Listing:
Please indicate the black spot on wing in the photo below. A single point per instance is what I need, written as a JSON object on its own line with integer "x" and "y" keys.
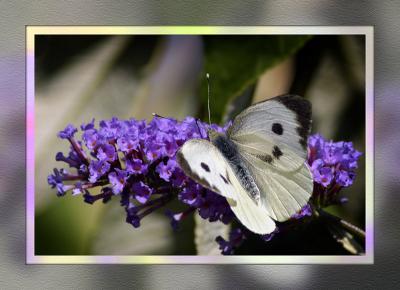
{"x": 205, "y": 166}
{"x": 302, "y": 108}
{"x": 277, "y": 128}
{"x": 277, "y": 152}
{"x": 266, "y": 158}
{"x": 193, "y": 175}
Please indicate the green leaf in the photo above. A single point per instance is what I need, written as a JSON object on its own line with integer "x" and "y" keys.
{"x": 235, "y": 63}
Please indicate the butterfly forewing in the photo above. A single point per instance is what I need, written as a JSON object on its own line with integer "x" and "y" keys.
{"x": 282, "y": 193}
{"x": 274, "y": 131}
{"x": 196, "y": 152}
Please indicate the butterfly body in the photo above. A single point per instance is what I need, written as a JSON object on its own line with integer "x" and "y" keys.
{"x": 259, "y": 164}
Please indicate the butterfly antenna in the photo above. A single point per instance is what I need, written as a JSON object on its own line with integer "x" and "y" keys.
{"x": 208, "y": 98}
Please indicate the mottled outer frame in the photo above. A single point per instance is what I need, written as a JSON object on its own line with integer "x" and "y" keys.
{"x": 382, "y": 15}
{"x": 198, "y": 30}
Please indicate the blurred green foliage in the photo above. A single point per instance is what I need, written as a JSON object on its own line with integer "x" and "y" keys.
{"x": 66, "y": 226}
{"x": 236, "y": 62}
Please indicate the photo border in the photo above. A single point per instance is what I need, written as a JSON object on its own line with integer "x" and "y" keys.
{"x": 32, "y": 31}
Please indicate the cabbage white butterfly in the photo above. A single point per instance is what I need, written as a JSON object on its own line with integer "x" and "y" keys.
{"x": 259, "y": 165}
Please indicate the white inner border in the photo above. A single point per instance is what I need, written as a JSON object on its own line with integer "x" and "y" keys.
{"x": 367, "y": 31}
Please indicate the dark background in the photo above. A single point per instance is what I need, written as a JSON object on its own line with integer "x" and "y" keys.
{"x": 383, "y": 15}
{"x": 328, "y": 70}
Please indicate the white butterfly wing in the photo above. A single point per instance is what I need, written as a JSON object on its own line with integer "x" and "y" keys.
{"x": 202, "y": 161}
{"x": 282, "y": 193}
{"x": 275, "y": 131}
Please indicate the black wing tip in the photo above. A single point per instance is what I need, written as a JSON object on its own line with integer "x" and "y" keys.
{"x": 303, "y": 110}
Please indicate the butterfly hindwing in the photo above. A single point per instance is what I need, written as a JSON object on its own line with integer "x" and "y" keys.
{"x": 275, "y": 131}
{"x": 282, "y": 193}
{"x": 193, "y": 153}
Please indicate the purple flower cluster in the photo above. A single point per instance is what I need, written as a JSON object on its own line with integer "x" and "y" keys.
{"x": 136, "y": 161}
{"x": 333, "y": 166}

Directions:
Render everything from the line containing "Please indicate the white butterfly" down to the end of the records as a two-column CSV with the header text,answer, giving one row per record: its wording under text and its answer under answer. Quote every field and replace line breaks inside a field with spaces.

Written answer:
text,answer
"Please indicate the white butterfly wing in the photo above. A single point per instance is what I need, written as a JSON object on its own line with integer ""x"" and ""y"" keys.","{""x"": 202, ""y"": 161} {""x"": 282, ""y"": 193} {""x"": 275, ""y"": 131}"
"Please indicate the black wing tip in the photo above. A single point per instance is what I need, written as a JSON object on its own line with integer ""x"" and ""y"" keys.","{""x"": 303, ""y"": 110}"
"Please indicate the butterfly hindwing in the photo above. A single point per instance is what I need, written as a JSON object on its own line with integer ""x"" and ""y"" keys.","{""x"": 275, ""y"": 131} {""x"": 282, ""y"": 193} {""x"": 193, ""y"": 153}"
"Please indicate the purple flower cluster in the photo above. A single point per instance is what I need, written as a JSON object on its own line with integer ""x"" and ""y"" keys.","{""x"": 136, ""y"": 161} {""x"": 333, ""y"": 166}"